- Goal of the exercise
Lay out everything from the line containing "Where can the corrugated" down to the last line of the material below as a Markdown table with the columns Row and Line. Number each row and leave out blank lines.

>> BEGIN Listed entries

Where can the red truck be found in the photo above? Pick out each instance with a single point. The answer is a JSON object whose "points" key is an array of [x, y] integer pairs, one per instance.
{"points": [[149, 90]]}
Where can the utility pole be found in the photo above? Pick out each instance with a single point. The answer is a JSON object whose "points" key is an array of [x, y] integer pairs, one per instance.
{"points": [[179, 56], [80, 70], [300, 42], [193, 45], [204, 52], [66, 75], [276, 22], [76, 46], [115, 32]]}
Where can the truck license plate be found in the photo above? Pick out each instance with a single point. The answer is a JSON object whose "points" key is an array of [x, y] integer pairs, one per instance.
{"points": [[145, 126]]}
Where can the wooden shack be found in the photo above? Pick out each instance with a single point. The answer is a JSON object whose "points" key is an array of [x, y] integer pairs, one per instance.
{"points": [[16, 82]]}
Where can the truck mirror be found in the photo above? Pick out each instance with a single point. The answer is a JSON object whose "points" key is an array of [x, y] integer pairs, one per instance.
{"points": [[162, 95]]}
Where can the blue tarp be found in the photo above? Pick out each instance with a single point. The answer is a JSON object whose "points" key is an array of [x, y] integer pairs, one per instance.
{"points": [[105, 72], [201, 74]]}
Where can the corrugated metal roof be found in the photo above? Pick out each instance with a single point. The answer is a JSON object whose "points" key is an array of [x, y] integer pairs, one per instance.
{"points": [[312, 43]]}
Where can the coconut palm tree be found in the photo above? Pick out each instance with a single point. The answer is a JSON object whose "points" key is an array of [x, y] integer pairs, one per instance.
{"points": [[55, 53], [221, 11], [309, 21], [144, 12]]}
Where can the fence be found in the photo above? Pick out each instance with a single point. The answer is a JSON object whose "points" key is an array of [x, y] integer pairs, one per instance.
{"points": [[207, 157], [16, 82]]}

>> END Listed entries

- Exercise answer
| Row | Line |
|---|---|
| 1 | Where can the corrugated metal roof be found in the photo above? Pick out each instance with a single point. The answer is a JSON object whose "points" key is an array of [x, y] integer pairs, one per instance. |
| 2 | {"points": [[312, 43]]} |
| 3 | Where can the coconut palm tree be found in the photo above? Pick out each instance with a single point. The answer is a JSON object whose "points" key is an array of [x, y] integer pairs, one per instance. |
| 4 | {"points": [[55, 53], [221, 11], [309, 21], [144, 12]]} |
| 5 | Where can the fence be found in the photo above? Pick out each instance with a single point. The answer is a JSON object whose "points" key is an array of [x, y] integer pairs, one per instance. |
| 6 | {"points": [[207, 157], [16, 82]]} |